### Çözülecek Görevler:
A: Okunacak bölümde "Rusya ve Çin'in" ile başlayıp "ayrı bir konu." ile biten kısmı harfi harfine yazın.
B: Okunacak bölüme göre Atlantik Paktı'nın başını hangi ülkeler çekiyor?

|

'İki paktın kavgasında açıklanamayan durumlar'

Yeni Şafak yazarlarının Türkiye ve dünyadaki gündeme dair analizlerini sizler için özetledik... Kemal Öztürk köşesinde Atlantik Paktı ve Avrasya Birliği'ne dikkati çekerken 'üçüncü pakt'a işaret etti. İsmail Kılıçarslan, Salih Tuna, Hasan Öztürk ve Akif Emre de gündeme ilişkin değerlendirmelerde bulundu.

Yeni Şafak
09:24 - 27/12/2016 Tuesday
Güncelleme: 09:34 - 27/12/2016 Tuesday
Yeni Şafak
İsmail Kılıçarslan, Akif Emre, Kemal Öztürk, Hasan Öztürk ve Salih Tuna.
İsmail Kılıçarslan, Akif Emre, Kemal Öztürk, Hasan Öztürk ve Salih Tuna.

Kemal Öztürk, İsmail Kılıçarslan, Salih Tuna, Hasan Öztürk ve Akif Emre'nin yazılarının en dikkati çeken bölümleri:





Devletler kadar güçlü ama devletsiz pakt

Tüm dünyada bir kavga var. Kavganın tarafları kağıt üstünde belli. ABD ve İngiltere'nin başını çektiği, Avrupa ve İsrail'in de içinde yer aldığı, 'Atlantik Paktı', bir taraf.




Rusya ve Çin'in başını çektiği, Şangay İşbirliği ülkeleri ve İran'ın da dahil olduğu Avrasya Birliği de diğer taraf.




Aslında soğuk savaş dönemindeki iki bloğun devamı gibi gözüküyor.




Bu iki büyük pakt bir biriyle mücadele ediyor ve son derece tehlikeli şeyler yapıyorlar. Vekalet savaşları, terör örgütü kurmak/desteklemek, sonra da rekabet ettiği ülkenin üzerine salmak en tehlikeli olanı. Bu paktlar da kendi içinde de rekabet halinde. Bu da ayrı bir konu.




Yine de bazı eylemleri, operasyonları, politik tutumları bu iki paktın mücadelesinde bir yere oturtamıyoruz. Rasyonel ve reel politik olmuyor.

### Verilen Girdiler:
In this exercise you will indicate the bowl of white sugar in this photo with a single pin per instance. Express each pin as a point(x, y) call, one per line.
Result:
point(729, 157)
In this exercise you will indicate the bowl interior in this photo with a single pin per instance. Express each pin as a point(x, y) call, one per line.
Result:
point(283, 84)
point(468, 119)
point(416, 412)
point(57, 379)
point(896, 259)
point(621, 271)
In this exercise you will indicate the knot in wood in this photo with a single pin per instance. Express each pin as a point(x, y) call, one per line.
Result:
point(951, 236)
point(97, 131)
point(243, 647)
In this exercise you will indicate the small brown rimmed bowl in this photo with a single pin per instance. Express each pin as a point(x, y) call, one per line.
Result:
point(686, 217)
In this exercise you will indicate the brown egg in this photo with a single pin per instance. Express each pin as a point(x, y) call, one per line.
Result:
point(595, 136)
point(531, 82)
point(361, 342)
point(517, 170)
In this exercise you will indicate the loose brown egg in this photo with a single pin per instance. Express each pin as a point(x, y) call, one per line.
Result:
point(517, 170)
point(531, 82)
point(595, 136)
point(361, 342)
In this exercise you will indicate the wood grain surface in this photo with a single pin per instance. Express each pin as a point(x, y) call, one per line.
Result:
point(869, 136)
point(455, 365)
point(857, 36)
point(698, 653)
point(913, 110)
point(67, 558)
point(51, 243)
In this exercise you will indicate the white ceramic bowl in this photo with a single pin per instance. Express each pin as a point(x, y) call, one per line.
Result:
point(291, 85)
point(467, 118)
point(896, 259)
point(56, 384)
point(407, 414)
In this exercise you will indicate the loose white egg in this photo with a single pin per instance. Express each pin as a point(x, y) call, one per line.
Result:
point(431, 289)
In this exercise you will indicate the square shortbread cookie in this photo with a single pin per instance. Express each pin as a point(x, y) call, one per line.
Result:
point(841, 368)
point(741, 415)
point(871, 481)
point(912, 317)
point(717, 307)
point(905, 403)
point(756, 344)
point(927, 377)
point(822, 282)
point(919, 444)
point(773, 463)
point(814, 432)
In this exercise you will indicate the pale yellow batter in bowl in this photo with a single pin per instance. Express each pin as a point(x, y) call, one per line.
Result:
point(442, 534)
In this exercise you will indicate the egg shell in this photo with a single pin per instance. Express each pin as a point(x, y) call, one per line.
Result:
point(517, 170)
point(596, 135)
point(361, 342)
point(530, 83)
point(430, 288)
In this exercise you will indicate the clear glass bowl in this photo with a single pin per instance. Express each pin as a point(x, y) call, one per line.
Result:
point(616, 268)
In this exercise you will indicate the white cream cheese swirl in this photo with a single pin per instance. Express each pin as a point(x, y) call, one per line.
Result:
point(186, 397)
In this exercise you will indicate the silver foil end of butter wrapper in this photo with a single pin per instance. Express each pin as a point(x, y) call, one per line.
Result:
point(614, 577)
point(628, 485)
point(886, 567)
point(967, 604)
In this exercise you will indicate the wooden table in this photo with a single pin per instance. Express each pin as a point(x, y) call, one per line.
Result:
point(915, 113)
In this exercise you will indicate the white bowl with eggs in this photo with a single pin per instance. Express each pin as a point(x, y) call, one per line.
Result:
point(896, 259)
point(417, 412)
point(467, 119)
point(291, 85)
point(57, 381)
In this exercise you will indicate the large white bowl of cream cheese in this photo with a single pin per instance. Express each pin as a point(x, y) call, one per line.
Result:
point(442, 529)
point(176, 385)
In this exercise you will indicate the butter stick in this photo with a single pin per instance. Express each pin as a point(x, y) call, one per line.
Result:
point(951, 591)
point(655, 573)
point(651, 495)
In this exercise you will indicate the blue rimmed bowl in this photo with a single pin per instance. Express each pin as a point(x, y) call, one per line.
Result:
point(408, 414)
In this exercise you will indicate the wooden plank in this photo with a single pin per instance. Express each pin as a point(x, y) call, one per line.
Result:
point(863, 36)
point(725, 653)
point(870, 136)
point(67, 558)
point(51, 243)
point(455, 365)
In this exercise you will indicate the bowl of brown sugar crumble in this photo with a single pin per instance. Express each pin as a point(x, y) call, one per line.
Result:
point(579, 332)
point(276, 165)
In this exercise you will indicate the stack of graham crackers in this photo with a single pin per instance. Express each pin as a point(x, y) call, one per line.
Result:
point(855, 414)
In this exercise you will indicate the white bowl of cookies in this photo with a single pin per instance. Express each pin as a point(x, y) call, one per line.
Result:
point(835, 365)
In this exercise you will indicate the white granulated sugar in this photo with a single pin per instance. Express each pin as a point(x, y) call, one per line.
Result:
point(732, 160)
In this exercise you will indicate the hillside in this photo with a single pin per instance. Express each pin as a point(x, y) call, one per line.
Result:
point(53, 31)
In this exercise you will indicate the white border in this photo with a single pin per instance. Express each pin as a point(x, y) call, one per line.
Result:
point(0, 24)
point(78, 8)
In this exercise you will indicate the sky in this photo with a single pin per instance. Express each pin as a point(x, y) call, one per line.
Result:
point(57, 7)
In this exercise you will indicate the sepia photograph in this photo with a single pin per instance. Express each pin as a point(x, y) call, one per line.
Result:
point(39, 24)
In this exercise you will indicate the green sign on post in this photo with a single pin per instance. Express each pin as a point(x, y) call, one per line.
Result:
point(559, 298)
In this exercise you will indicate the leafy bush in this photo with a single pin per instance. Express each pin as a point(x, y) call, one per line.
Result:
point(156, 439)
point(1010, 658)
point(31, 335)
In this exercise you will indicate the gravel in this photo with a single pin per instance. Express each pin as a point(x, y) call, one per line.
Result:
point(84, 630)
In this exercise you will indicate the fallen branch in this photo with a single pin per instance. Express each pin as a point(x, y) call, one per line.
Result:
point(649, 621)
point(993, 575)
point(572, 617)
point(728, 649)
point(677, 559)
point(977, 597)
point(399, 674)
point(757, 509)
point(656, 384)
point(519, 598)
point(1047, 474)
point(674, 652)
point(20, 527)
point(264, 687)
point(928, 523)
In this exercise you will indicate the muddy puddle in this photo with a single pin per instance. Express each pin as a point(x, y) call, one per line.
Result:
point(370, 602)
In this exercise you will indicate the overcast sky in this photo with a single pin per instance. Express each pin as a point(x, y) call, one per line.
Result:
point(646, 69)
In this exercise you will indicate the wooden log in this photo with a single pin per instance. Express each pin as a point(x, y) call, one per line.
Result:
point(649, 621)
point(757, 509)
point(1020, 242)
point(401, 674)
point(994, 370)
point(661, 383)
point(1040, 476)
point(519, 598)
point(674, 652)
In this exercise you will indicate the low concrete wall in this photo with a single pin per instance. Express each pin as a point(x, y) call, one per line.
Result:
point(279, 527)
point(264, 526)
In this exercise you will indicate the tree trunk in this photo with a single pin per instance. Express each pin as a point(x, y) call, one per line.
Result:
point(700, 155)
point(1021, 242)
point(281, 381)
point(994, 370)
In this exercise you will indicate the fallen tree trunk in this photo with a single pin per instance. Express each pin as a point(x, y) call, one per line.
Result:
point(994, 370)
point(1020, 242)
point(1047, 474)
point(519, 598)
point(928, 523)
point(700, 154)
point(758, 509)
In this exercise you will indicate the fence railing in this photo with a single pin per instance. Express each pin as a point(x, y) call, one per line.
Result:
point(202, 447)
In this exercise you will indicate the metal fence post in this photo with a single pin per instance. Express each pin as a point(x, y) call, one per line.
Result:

### Yanıtlar:
A:
Rusya ve Çin'in başını çektiği, Şangay İşbirliği ülkeleri ve İran'ın da dahil olduğu Avrasya Birliği de diğer taraf.




Aslında soğuk savaş dönemindeki iki bloğun devamı gibi gözüküyor.




Bu iki büyük pakt bir biriyle mücadele ediyor ve son derece tehlikeli şeyler yapıyorlar. Vekalet savaşları, terör örgütü kurmak/desteklemek, sonra da rekabet ettiği ülkenin üzerine salmak en tehlikeli olanı. Bu paktlar da kendi içinde de rekabet halinde. Bu da ayrı bir konu.

B: ABD ve İngiltere.